Testo fornito:

* * * * * * *

LE PRINCIPESSE E LA PIZZA

Francesca mi manda questa storia. Non di educazione sessuale propriamente detta trattasi, ma di educazione al genere:  l’esperienza dell’Istituto comprensivo statale di Silea (TV) – scuola dell’infanzia di Cendon è, a mio parere, da condividere. Il laboratorio teatrale è rivolto ai bambini che frequentano l’ultimo anno. Ecco come funziona, dalle parole di Francesca:
“Il senso è di lavorare sull’identità dei bambini tramite la creazione, la narrazione e la drammatizzazione.  Sotto la guida degli educatori, i bambini inventano e realizzano uno spettacolo teatrale (personaggi, trama, costumi, scenografie…).
Gli educatori hanno proposto alcuni ambienti tipici delle fiabe, e i bambini hanno scelto il castello nel bosco. Loro stessi hanno deciso che personaggi volevano essere: le femmine volevano essere tutte principesse; i maschi, draghi e cavalieri. Le principesse erano belle, frivole, passive, pavide, attente alla cura personale e cuciniere (sul cartellone, la Principessa disegnata da una delle bambine: abito con spacco alla coscia, decolletè rosse col tacco, labbra turgide); i cavalieri un po’ ruvidi e puzzoni, ma coraggiosi, attivi, salvatori; i draghi feroci, combattivi e famelici*.
Malgrado le proposte alternative tentate dagli educatori, i bambini sono rimasti sostanzialmente attaccati a questi ruoli e caratteristiche dei personaggi.
Nel prosieguo del laboratorio, verrà proposta un’altra ambientazione, e fin dall’inizio si faranno lavorare i bambini per demolire questi stereotipi, ad esempio proponendo ai personaggi maschili di fare anche cose considerate femminili, e anche lavorando sui costumi, movimenti ecc.

* * * * * * *

Consegna A: Conta le righe dei record in cui compare la stringa "green" e indica soltanto il numero.

* * * * * * *

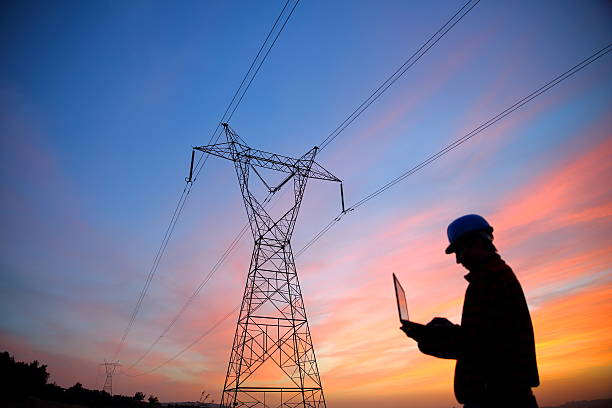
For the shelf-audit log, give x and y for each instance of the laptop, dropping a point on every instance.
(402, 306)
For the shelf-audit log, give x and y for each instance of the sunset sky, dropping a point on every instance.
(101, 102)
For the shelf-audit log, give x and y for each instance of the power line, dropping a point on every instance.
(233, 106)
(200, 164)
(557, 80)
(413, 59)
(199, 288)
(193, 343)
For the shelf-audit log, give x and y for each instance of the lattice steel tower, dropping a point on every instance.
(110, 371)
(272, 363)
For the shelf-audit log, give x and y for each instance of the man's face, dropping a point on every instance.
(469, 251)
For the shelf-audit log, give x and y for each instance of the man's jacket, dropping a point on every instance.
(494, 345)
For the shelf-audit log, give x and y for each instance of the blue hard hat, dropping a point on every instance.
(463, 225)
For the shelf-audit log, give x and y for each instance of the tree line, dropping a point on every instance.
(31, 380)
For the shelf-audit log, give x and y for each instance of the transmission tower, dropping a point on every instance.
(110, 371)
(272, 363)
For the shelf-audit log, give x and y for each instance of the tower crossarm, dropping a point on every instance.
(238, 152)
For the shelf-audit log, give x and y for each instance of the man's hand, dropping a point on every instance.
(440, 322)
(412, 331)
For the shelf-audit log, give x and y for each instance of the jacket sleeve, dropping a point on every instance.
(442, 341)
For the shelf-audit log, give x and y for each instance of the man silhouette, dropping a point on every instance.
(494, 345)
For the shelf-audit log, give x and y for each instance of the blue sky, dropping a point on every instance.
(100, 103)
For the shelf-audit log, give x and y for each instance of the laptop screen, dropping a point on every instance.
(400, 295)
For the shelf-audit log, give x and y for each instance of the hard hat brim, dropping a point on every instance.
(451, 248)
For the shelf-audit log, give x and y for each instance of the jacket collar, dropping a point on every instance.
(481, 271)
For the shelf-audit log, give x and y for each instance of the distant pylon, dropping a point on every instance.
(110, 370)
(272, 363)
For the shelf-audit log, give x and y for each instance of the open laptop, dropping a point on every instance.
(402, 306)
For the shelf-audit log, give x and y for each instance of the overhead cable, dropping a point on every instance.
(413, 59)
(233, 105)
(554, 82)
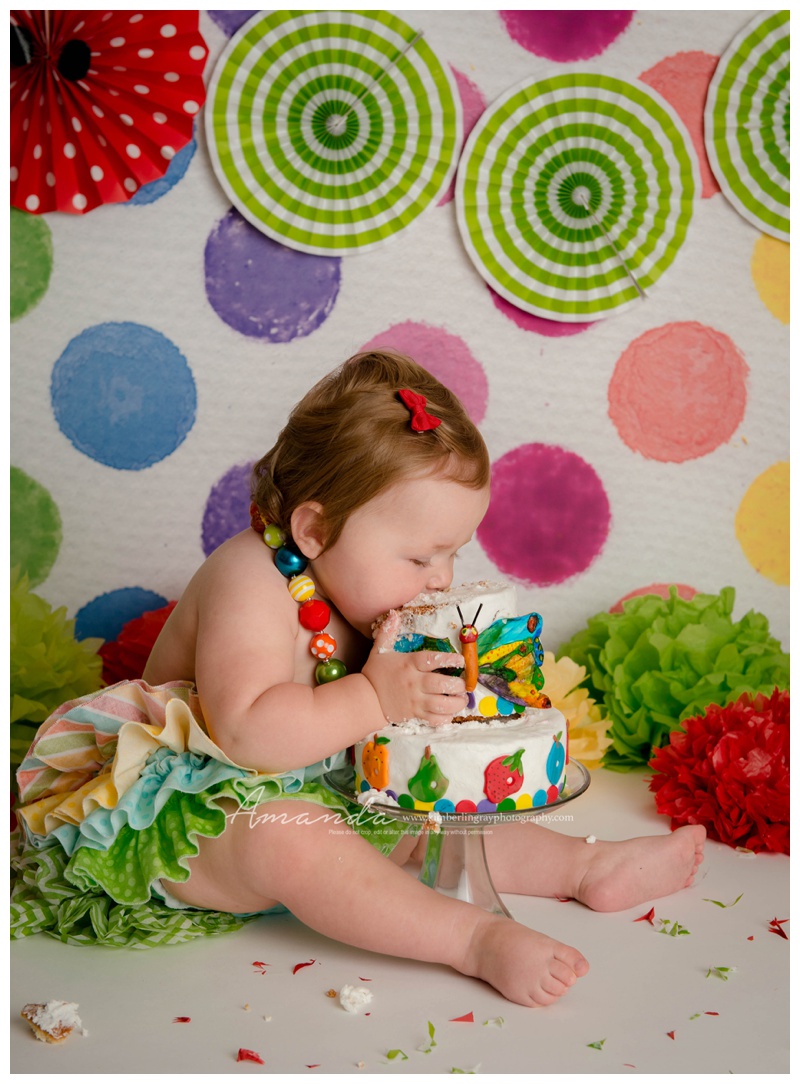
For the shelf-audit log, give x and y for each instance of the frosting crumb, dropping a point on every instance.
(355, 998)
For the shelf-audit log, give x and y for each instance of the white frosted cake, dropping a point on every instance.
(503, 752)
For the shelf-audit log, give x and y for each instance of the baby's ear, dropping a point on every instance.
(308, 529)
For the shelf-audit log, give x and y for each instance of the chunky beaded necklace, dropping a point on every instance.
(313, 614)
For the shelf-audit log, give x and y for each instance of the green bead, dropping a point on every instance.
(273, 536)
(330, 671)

* * * * * * *

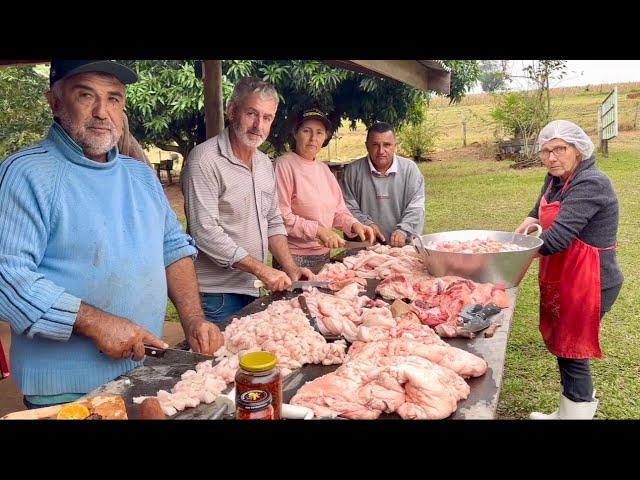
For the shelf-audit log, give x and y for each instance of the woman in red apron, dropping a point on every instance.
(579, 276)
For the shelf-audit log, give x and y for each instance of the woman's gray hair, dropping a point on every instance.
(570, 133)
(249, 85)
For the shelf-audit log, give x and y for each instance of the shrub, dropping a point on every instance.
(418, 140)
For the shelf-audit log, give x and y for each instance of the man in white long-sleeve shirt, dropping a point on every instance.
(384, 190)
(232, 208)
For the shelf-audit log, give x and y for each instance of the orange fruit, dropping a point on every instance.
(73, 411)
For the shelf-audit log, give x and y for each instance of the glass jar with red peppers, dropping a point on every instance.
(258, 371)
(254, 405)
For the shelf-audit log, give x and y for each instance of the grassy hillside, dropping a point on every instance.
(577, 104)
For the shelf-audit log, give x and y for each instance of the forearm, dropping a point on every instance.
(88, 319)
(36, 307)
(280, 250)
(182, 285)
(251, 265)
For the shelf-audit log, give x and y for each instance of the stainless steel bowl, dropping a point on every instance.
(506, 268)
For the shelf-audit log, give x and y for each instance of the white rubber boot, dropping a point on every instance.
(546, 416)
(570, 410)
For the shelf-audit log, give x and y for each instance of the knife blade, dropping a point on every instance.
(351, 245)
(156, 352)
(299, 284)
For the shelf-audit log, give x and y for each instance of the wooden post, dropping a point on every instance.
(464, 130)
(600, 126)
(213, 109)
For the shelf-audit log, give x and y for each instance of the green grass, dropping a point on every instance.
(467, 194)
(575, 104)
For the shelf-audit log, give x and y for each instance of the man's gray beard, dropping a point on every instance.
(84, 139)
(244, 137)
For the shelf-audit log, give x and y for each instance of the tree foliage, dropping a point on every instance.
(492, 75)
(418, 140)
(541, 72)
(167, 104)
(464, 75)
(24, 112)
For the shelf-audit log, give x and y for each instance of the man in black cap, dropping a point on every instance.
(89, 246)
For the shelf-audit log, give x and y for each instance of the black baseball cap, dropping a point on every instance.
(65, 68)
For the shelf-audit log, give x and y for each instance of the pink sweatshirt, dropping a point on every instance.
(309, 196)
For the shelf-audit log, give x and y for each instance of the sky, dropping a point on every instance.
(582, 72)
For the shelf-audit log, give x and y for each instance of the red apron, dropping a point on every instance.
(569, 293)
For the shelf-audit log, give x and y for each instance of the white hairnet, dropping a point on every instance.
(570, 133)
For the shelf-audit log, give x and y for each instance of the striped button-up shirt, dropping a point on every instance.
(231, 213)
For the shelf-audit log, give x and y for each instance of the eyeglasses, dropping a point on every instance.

* * * * * * *

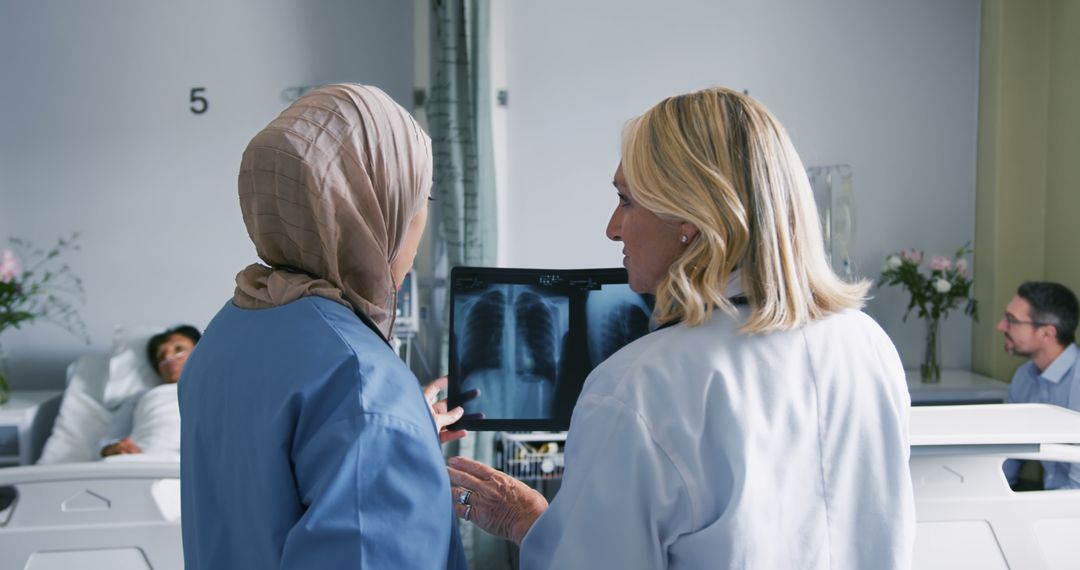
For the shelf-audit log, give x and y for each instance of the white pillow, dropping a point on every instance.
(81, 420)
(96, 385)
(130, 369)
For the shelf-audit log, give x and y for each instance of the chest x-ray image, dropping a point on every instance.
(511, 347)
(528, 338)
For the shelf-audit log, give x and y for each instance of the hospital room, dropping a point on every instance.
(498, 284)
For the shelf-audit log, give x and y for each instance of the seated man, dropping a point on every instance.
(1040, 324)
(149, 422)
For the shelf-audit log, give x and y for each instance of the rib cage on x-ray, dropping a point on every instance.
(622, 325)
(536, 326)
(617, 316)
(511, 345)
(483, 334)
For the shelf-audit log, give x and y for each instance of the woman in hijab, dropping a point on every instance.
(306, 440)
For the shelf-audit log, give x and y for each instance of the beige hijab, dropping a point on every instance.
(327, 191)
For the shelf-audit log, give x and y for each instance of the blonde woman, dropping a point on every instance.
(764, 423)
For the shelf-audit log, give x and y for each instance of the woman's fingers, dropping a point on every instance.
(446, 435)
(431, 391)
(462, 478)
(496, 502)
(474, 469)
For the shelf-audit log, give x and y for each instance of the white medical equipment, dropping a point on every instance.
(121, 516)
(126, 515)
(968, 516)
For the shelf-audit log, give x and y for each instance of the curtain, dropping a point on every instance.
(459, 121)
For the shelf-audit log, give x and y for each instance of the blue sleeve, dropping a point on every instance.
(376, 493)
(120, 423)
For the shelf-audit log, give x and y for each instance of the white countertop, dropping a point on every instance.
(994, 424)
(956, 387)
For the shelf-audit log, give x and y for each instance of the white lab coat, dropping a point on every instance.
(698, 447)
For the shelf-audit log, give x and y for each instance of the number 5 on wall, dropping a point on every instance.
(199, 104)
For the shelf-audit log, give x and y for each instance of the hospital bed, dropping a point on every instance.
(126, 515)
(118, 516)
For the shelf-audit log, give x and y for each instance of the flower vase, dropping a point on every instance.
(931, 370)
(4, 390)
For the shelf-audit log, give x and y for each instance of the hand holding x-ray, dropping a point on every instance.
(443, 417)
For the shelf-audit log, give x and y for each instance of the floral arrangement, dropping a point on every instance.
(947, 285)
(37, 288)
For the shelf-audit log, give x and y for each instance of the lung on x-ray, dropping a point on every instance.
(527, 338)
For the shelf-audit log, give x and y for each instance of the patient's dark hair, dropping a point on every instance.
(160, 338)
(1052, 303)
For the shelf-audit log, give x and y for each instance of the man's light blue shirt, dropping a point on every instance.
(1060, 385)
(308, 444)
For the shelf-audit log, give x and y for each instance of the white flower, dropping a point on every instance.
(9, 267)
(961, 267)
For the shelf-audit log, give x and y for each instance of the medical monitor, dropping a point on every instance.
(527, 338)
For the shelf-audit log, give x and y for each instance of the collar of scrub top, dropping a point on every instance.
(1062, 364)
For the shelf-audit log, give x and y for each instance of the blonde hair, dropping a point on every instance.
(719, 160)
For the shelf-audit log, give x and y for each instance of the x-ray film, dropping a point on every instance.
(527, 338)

* * * * * * *

Consegna B: Riporta dal testo sul laboratorio teatrale tutto il passo che va da "Malgrado le proposte" giù fino a "costumi, movimenti ecc.".

Risposta A: 2

Risposta B:
Malgrado le proposte alternative tentate dagli educatori, i bambini sono rimasti sostanzialmente attaccati a questi ruoli e caratteristiche dei personaggi.
Nel prosieguo del laboratorio, verrà proposta un’altra ambientazione, e fin dall’inizio si faranno lavorare i bambini per demolire questi stereotipi, ad esempio proponendo ai personaggi maschili di fare anche cose considerate femminili, e anche lavorando sui costumi, movimenti ecc.